## GOAL
Each record below is to be reproduced without any change.

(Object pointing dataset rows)
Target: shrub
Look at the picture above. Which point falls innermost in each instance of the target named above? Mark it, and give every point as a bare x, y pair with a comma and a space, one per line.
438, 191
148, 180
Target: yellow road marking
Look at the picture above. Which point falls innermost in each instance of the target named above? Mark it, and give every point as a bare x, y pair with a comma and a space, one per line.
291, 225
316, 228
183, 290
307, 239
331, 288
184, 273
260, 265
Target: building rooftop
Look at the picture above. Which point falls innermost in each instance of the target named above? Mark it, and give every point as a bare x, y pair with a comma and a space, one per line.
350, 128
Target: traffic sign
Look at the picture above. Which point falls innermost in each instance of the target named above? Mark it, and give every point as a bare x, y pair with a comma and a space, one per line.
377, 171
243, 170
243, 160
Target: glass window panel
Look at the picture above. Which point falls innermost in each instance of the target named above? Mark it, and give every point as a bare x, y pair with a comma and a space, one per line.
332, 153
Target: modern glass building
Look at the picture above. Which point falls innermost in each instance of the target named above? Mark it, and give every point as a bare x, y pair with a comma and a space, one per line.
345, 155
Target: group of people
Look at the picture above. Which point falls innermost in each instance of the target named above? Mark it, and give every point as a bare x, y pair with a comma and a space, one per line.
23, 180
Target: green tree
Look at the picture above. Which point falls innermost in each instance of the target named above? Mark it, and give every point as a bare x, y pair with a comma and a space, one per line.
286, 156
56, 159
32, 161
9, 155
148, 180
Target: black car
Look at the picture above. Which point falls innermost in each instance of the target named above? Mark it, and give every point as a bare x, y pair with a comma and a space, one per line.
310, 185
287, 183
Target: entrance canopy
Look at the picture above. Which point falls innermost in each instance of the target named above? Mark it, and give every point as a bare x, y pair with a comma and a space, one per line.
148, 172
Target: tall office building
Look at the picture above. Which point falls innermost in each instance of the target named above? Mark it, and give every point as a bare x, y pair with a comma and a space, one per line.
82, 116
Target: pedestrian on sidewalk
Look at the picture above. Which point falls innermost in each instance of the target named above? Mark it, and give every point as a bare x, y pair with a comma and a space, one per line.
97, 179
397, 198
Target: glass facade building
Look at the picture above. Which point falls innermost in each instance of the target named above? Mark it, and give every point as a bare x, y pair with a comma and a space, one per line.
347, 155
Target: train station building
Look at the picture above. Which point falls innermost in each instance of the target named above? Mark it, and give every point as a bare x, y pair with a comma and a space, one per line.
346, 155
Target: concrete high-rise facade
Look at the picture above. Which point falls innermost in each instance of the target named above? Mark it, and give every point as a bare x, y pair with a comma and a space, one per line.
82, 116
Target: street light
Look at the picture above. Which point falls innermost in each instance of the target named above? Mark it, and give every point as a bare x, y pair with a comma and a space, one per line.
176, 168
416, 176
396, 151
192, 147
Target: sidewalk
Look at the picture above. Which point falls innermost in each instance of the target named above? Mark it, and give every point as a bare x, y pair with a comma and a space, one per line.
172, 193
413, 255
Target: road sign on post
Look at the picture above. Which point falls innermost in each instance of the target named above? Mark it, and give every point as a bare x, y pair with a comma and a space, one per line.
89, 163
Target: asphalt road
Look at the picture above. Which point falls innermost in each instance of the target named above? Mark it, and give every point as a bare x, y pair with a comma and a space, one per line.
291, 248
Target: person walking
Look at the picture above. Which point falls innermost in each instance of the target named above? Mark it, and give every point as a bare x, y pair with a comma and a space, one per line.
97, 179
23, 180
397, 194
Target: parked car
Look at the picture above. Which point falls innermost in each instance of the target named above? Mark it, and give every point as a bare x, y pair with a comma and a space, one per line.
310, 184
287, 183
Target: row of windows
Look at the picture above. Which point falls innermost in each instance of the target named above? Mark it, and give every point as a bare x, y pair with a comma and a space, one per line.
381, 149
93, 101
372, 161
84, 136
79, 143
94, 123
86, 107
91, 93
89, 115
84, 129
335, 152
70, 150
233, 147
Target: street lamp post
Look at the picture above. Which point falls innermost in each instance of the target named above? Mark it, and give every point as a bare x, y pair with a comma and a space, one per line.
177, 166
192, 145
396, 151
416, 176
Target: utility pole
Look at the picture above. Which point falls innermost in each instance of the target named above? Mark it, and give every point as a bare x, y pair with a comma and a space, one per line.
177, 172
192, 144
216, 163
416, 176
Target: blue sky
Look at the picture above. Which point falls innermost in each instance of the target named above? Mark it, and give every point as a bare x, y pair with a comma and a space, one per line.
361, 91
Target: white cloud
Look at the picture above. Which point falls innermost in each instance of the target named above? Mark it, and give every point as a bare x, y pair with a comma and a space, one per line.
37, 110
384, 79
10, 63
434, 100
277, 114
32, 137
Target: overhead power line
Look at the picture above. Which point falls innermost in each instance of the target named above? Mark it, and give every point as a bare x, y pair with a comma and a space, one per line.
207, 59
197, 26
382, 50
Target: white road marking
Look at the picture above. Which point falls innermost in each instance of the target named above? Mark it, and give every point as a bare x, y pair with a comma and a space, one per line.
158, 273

## RESPONSE TO THE TASK
Target: shrub
Look at the picture above. Which point falls innermost in each instance of the target named above? Mark it, and give every point as a bare x, y pair with a comma and a space, one per line.
438, 191
148, 180
Target: yellow road marking
Look at the picture above. Which point falls innermost in each instance of the target named above? Mark it, and give every point as a bare x, y pair with a comma and a space, one per line.
291, 225
316, 228
183, 290
307, 239
331, 288
184, 273
260, 265
Target: building rooftop
Look at the picture above. Which point falls innermost in each instance of the target named above? Mark it, and give every point as a bare x, y pair with a comma and a space, one per line.
350, 128
Target: traffic sign
Look at the picture above. Which point falls innermost in each instance of the target named above? Mark it, and give every point as a bare x, y pair with a comma and a space, one per line.
377, 171
243, 170
243, 160
Target: glass window panel
Look at the picture above. Which point falls innermost in each instance of the target named above? Mark it, and give every point as a bare x, y pair with a comma and a space, one per line.
332, 153
Target: modern glass building
Look at the picture above. Which point falls innermost in each instance of the target named above? Mark it, and give every point as a bare x, y pair with a comma and a space, one per line.
345, 155
Target: group of people
Look at the picture above. Which point falls innermost in each instance of the target named above? Mark it, and give every point as a bare x, y pair with a comma and a space, one per line.
23, 180
Target: green tree
Look at the picture above. Which point falls innermost in each instance of the target named above? Mark it, and give every point as a bare x, y pair with a comma and a space, one per line.
286, 156
56, 159
32, 161
9, 155
148, 180
Target: black car
Look at the picture above. Which point falls innermost in each instance of the target named above? Mark it, and give every point as a bare x, y pair with a comma and a space, one per line.
310, 185
287, 183
Target: entrance canopy
Look at the picture above. Which point falls innermost in each instance of the target named above? Mark it, and give every point as a bare x, y pair with a comma and a space, one per line.
148, 172
Target: tall office building
Look at the picture above. Which point falls innermost in each instance of the target named above? Mark it, and give every point as a bare x, y pair with a comma and a space, one per line.
82, 116
Target: pedestrian on sidewalk
Look at the picture above. Which point falls innermost in each instance of the target named above? Mark it, and give every point as a bare x, y pair with a comma and a space, one per line.
97, 179
397, 198
Target: glass facade building
Look at the picture above. Which point falls innermost in each instance of the target named above? Mark it, and give every point as a bare x, y pair with a comma and a space, one per line.
347, 155
Target: train station building
Look at the picture above. Which point falls innermost in each instance of the target named above? Mark it, and give every point as a bare x, y pair with a comma and a space, one per line.
346, 155
Target: concrete high-rise facade
Look at the picture above. Which point falls innermost in each instance of the target named above? Mark it, and give every point as a bare x, y pair with a comma and a space, one per line.
82, 116
Target: street light
Look at the picture above. Which point falls innermost in each instance of the target named above? Mark it, and give every point as a bare x, y pair with a comma and a space, one per line.
176, 168
416, 176
396, 151
192, 147
Target: sidewalk
Look at the picture above. Which point falls innermost in each instance of the target named above? Mark it, and give every point as a bare x, y pair with a comma and a space, one per line.
172, 193
413, 255
Target: road sign on post
Look at the picture above. Which point falls innermost in each instance of the target named above? Mark it, and give every point as a bare x, y pair with a comma and a space, one per line.
89, 163
Target: asphalt road
Look at the picture above. Which point falls innermost in each instance of the target named above? Mark it, and give every point as a bare x, y pair with a comma and a space, one per line.
291, 248
Target: person walking
Look at the picture above. Which point falls innermost in each instance of the target named above? Mark it, and give every point as a bare x, y pair with a comma and a space, one per line.
97, 179
23, 180
397, 194
Target: parked car
Look at the picture above. Which point falls innermost in each instance of the target named above? Mark it, and give every point as a bare x, y pair with a comma and a space, one per line.
310, 184
287, 183
Target: row of windows
Look at the picture above. Which point falls innermost in each instance of the target named above? Mark it, and give every point as a bare x, y pair with a comma and a space, one per line.
381, 149
93, 101
372, 161
84, 136
79, 143
94, 123
86, 107
91, 93
89, 115
84, 129
335, 152
70, 150
233, 147
Target: street lamp post
Look at the picture above. Which point falls innermost in each instance of the target named above? Mark it, and give every point as a bare x, y pair with a comma and a space, one per line.
177, 166
192, 145
396, 151
416, 176
Target: utility pole
Look at the picture above. Which point falls innermost in each instance of the target named above? Mark it, and give every point as a bare x, y pair with a comma and a space, one per line.
177, 172
192, 144
216, 163
416, 176
Target: blue sky
Look at the picture above. Which point falls innermost in each instance of the target named above? Mark it, and give every point as a bare x, y pair with a comma and a space, one per line.
361, 91
Target: white cloud
Look at the picture above. Which point falls innermost in each instance of the target named above? Mark it, and give every point as a bare x, y pair with a comma and a space, one per line.
37, 110
384, 79
10, 63
434, 100
277, 114
32, 137
Target: overhead power line
Look at the picture above. Which point falls innermost in each instance of the target named above? Mark it, and give every point as a bare x, y pair with a comma and a space, one per line.
207, 59
197, 26
382, 50
Target: white road marking
Look at the picture above. Which point falls innermost in each instance of the target named above? Mark it, and give every point as a bare x, y pair with a comma and a space, one per line.
158, 273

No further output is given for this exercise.